--- FRAGMENTY REKORDÓW ---

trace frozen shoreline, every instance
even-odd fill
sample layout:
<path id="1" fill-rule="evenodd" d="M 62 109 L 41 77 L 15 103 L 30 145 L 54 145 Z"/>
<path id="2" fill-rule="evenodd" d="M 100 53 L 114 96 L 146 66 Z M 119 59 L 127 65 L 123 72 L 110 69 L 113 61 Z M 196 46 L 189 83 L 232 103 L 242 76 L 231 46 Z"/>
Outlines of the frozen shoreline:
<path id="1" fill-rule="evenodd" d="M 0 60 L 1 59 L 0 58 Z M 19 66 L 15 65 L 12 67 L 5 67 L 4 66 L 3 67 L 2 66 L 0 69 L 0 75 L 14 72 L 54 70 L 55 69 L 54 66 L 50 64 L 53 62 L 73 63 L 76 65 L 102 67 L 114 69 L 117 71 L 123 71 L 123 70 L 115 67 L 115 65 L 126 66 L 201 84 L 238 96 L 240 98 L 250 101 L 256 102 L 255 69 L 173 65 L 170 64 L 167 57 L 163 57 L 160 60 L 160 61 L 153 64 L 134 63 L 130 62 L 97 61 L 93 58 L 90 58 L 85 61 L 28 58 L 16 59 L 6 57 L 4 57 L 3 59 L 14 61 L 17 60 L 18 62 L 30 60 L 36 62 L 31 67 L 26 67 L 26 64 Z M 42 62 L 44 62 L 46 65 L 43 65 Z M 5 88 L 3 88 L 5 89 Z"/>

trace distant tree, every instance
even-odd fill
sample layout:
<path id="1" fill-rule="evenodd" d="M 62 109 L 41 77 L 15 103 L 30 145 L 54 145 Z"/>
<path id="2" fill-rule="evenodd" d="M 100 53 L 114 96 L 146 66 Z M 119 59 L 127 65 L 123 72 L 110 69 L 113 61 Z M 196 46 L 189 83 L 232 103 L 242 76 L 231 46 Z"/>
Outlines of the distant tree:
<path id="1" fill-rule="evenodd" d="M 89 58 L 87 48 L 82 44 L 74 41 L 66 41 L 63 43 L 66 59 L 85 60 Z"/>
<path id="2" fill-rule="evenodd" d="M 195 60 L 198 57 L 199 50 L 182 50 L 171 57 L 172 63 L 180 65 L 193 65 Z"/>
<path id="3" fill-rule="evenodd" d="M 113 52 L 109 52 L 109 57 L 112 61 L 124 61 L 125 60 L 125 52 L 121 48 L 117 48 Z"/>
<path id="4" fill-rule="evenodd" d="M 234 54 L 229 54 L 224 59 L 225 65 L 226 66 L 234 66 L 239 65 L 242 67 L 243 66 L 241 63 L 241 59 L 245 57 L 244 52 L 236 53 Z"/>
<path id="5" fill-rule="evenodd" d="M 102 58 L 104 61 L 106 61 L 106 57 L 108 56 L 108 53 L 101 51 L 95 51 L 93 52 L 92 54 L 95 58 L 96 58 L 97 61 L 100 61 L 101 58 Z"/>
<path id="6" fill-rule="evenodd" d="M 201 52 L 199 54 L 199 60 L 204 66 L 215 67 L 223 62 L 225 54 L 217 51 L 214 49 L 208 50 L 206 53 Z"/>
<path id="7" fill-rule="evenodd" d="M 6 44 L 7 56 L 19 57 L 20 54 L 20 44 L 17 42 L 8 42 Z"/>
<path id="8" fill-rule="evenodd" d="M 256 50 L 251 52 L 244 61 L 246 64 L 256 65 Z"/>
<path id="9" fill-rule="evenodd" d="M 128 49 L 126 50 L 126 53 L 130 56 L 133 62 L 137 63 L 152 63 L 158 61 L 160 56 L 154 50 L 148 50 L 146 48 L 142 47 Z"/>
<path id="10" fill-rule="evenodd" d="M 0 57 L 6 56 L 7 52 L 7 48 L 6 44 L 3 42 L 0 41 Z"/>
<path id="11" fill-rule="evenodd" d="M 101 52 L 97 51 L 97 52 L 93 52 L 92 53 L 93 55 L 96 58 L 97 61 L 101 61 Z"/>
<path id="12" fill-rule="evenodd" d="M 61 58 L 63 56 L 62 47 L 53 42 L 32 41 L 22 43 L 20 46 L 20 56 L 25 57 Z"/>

---

Przedstaw cały powyższy wykaz jako listę numerowaną, pomijając puste wiersze.

1. trace frozen shoreline, every instance
2. even-odd fill
3. sample layout:
4. <path id="1" fill-rule="evenodd" d="M 62 109 L 41 77 L 15 103 L 30 145 L 54 145 Z"/>
5. <path id="2" fill-rule="evenodd" d="M 100 53 L 114 96 L 146 66 Z M 119 59 L 127 65 L 123 72 L 110 69 L 113 61 Z M 196 46 L 189 83 L 232 103 L 242 76 L 231 46 Z"/>
6. Outlines of the frozen shoreline:
7. <path id="1" fill-rule="evenodd" d="M 0 60 L 1 59 L 0 58 Z M 19 66 L 15 65 L 12 67 L 5 67 L 4 66 L 3 67 L 2 66 L 0 69 L 0 75 L 14 72 L 54 70 L 55 69 L 54 66 L 50 64 L 53 62 L 73 63 L 76 65 L 102 67 L 114 69 L 117 71 L 123 71 L 123 70 L 115 67 L 115 65 L 126 66 L 201 84 L 238 96 L 240 98 L 250 101 L 256 102 L 255 69 L 173 65 L 170 64 L 167 57 L 163 57 L 160 60 L 160 61 L 153 64 L 134 63 L 130 62 L 97 61 L 93 58 L 90 58 L 85 61 L 28 58 L 16 59 L 6 57 L 4 57 L 3 59 L 14 61 L 17 60 L 18 62 L 30 60 L 36 62 L 31 67 L 26 67 L 26 64 Z M 42 62 L 44 62 L 46 65 L 43 65 Z M 5 88 L 3 88 L 5 89 Z"/>
8. trace distant tree, every instance
9. even-odd fill
10. sample layout:
11. <path id="1" fill-rule="evenodd" d="M 62 109 L 41 77 L 15 103 L 30 145 L 54 145 Z"/>
12. <path id="2" fill-rule="evenodd" d="M 100 53 L 114 96 L 146 66 Z M 119 59 L 127 65 L 123 72 L 110 69 L 113 61 Z M 196 46 L 189 83 L 232 103 L 242 76 L 231 46 Z"/>
13. Outlines of the distant tree:
14. <path id="1" fill-rule="evenodd" d="M 89 58 L 87 48 L 82 44 L 74 41 L 66 41 L 63 43 L 66 59 L 85 60 Z"/>
15. <path id="2" fill-rule="evenodd" d="M 195 60 L 198 57 L 199 50 L 182 50 L 171 57 L 172 63 L 180 65 L 193 65 Z"/>
16. <path id="3" fill-rule="evenodd" d="M 113 52 L 109 52 L 109 57 L 112 61 L 124 61 L 125 60 L 125 52 L 121 48 L 117 48 Z"/>
17. <path id="4" fill-rule="evenodd" d="M 234 54 L 229 54 L 224 59 L 225 65 L 226 66 L 234 66 L 239 65 L 242 67 L 243 66 L 241 63 L 241 59 L 245 57 L 244 52 L 236 53 Z"/>
18. <path id="5" fill-rule="evenodd" d="M 102 58 L 104 61 L 106 61 L 106 57 L 108 56 L 108 53 L 101 51 L 95 51 L 93 52 L 92 54 L 95 58 L 96 58 L 97 61 L 100 61 L 101 58 Z"/>
19. <path id="6" fill-rule="evenodd" d="M 201 52 L 199 54 L 199 60 L 204 66 L 215 67 L 223 62 L 225 54 L 217 51 L 214 49 L 208 50 L 206 53 Z"/>
20. <path id="7" fill-rule="evenodd" d="M 6 44 L 7 56 L 19 57 L 20 54 L 20 44 L 17 42 L 8 42 Z"/>
21. <path id="8" fill-rule="evenodd" d="M 256 50 L 251 52 L 244 61 L 246 64 L 256 65 Z"/>
22. <path id="9" fill-rule="evenodd" d="M 128 49 L 126 50 L 126 53 L 130 56 L 133 62 L 137 63 L 152 63 L 158 61 L 160 56 L 154 50 L 148 50 L 146 48 L 142 47 Z"/>
23. <path id="10" fill-rule="evenodd" d="M 0 57 L 6 56 L 7 52 L 7 48 L 6 44 L 3 42 L 0 41 Z"/>
24. <path id="11" fill-rule="evenodd" d="M 101 52 L 97 51 L 97 52 L 93 52 L 92 53 L 93 55 L 96 58 L 97 61 L 101 61 Z"/>
25. <path id="12" fill-rule="evenodd" d="M 61 58 L 63 56 L 62 47 L 53 42 L 32 41 L 22 43 L 20 46 L 20 56 L 25 57 Z"/>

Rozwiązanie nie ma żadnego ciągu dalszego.